Ce film a rassemblé pas moins de 55 millions de spectateurs. À cette époque, Igor Kon était le seul véritable expert scientifique reconnu dans le domaine de la sexualité. Doté d’une vaste connaissance de la littérature académique internationale, il était souvent invité à donner des conférences dans les universités occidentales. Il est devenu la voix de la raison dans de nombreuses émissions télévisées et publications populaires qui ont abordé, pour la toute première fois, les sujets tabous du sexe, de la sexualité et du genre auprès du public soviétique.
Photo du public assistant à une émission télévisée avec Igor Kon. Une capture d’écran de la vidéo « Он открыл нам секс ». История первого советского сексолога Игоря Кона » sur la chaîne YouTube Meduza. Droit d’utilisation.

• Données à analyser:
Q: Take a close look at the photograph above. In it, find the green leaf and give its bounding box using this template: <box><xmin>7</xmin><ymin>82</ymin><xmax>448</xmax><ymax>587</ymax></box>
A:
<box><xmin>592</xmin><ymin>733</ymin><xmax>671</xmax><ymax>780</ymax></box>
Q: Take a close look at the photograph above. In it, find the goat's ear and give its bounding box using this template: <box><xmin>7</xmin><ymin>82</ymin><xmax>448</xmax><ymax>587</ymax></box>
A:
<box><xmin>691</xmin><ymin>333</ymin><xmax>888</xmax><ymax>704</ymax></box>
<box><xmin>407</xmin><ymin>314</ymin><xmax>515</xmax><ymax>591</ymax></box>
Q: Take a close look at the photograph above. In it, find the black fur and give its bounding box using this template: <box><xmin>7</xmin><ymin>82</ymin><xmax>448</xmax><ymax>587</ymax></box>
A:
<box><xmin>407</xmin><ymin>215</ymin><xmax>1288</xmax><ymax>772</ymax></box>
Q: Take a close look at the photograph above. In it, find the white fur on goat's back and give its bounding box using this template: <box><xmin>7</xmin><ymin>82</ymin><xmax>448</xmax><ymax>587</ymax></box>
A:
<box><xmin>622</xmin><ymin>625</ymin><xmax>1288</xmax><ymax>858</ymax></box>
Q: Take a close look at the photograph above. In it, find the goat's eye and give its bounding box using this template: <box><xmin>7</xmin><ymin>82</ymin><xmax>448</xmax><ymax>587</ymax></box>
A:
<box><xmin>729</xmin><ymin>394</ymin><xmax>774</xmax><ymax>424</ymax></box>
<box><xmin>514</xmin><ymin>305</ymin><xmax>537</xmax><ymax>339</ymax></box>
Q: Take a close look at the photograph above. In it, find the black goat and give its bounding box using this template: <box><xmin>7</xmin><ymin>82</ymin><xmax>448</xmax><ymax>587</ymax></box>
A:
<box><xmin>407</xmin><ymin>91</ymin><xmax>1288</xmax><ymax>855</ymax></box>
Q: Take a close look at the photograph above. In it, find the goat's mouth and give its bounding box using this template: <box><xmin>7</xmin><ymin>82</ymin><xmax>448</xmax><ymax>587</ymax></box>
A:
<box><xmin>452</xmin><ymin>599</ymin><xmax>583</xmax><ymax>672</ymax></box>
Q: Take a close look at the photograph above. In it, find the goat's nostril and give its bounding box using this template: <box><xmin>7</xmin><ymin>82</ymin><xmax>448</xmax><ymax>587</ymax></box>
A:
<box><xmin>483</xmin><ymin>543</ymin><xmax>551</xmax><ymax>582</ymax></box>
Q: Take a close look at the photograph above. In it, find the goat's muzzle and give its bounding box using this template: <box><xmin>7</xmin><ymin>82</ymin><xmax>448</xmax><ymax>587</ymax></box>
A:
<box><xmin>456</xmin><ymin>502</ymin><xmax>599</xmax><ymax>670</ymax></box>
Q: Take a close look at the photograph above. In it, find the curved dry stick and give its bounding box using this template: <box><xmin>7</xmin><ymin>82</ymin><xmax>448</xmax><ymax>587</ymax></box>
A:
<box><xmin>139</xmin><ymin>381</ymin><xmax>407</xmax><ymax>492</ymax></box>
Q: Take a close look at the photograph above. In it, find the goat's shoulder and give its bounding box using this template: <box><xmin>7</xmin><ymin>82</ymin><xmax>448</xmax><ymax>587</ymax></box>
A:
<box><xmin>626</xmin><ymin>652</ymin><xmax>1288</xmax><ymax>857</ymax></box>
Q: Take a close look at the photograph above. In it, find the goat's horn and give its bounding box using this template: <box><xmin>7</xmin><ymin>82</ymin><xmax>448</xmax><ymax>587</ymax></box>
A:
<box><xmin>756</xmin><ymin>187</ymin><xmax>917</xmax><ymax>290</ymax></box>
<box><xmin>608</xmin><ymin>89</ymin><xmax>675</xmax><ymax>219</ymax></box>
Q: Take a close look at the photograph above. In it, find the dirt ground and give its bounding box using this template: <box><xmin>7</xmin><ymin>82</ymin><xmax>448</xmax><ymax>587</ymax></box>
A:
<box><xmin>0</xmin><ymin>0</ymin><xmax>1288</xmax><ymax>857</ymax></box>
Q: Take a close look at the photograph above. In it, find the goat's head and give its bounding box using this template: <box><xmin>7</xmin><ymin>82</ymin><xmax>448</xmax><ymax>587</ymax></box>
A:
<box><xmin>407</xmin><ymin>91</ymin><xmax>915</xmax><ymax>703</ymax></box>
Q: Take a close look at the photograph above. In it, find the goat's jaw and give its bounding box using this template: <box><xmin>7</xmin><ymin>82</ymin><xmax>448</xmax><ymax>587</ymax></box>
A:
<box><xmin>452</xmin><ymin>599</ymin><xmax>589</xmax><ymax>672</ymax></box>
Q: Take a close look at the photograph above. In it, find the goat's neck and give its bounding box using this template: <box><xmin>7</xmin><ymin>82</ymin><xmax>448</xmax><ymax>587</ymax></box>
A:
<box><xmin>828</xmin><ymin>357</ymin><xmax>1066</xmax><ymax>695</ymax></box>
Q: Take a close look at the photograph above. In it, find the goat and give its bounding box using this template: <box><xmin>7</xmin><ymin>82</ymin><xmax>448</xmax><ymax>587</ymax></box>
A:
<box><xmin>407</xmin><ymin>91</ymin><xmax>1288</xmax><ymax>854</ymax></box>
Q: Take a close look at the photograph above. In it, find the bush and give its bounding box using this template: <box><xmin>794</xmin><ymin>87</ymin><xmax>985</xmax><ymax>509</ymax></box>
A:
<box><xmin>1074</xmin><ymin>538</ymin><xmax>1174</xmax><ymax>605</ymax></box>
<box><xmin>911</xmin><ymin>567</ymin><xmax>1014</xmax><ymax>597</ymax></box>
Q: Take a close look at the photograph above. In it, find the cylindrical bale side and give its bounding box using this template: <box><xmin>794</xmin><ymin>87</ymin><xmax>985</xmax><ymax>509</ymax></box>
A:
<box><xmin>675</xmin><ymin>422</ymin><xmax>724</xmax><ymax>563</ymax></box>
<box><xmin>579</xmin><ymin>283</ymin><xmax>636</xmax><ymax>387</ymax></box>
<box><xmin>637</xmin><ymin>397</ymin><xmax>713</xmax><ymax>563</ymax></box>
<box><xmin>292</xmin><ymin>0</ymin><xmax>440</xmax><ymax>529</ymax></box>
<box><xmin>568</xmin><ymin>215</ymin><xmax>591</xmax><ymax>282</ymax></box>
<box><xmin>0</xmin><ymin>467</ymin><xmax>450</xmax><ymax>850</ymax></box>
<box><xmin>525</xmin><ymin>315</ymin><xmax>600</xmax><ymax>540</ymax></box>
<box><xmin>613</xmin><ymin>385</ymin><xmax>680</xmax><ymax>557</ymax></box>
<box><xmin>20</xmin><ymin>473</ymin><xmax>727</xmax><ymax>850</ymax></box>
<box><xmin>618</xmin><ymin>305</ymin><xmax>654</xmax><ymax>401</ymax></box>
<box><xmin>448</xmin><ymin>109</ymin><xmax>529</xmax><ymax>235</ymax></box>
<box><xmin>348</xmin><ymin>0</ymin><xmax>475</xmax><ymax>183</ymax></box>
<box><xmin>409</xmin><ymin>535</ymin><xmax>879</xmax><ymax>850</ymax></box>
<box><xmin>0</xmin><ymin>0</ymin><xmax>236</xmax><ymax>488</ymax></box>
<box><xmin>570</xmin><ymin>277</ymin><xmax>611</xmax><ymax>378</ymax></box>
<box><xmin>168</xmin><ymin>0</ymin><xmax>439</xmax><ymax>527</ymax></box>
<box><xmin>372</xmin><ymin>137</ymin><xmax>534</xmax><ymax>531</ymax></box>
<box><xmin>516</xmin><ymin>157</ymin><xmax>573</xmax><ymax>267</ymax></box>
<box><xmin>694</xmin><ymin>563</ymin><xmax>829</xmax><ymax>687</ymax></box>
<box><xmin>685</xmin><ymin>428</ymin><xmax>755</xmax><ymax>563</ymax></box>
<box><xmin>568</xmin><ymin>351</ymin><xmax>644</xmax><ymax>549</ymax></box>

• Travail demandé: Reproduisez à l'identique le passage du texte sur Igor Kon qui va de « Ce film a rassemblé » à « du public soviétique. », ces deux mots compris.

• Exercice corrigé:
Ce film a rassemblé pas moins de 55 millions de spectateurs. À cette époque, Igor Kon était le seul véritable expert scientifique reconnu dans le domaine de la sexualité. Doté d’une vaste connaissance de la littérature académique internationale, il était souvent invité à donner des conférences dans les universités occidentales. Il est devenu la voix de la raison dans de nombreuses émissions télévisées et publications populaires qui ont abordé, pour la toute première fois, les sujets tabous du sexe, de la sexualité et du genre auprès du public soviétique.